SHORT TASK:
Pull out every line of the records below that contains the string "ymax".

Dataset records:
┄┄┄┄┄┄┄┄┄┄

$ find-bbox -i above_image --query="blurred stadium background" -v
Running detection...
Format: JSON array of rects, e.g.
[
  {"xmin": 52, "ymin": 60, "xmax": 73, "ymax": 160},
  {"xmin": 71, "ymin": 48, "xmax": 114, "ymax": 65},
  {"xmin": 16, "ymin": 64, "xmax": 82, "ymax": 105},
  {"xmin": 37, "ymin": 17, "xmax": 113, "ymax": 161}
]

┄┄┄┄┄┄┄┄┄┄

REPLY TO THE TASK:
  {"xmin": 52, "ymin": 60, "xmax": 73, "ymax": 160},
  {"xmin": 71, "ymin": 48, "xmax": 114, "ymax": 65},
  {"xmin": 16, "ymin": 64, "xmax": 82, "ymax": 105},
  {"xmin": 37, "ymin": 17, "xmax": 113, "ymax": 161}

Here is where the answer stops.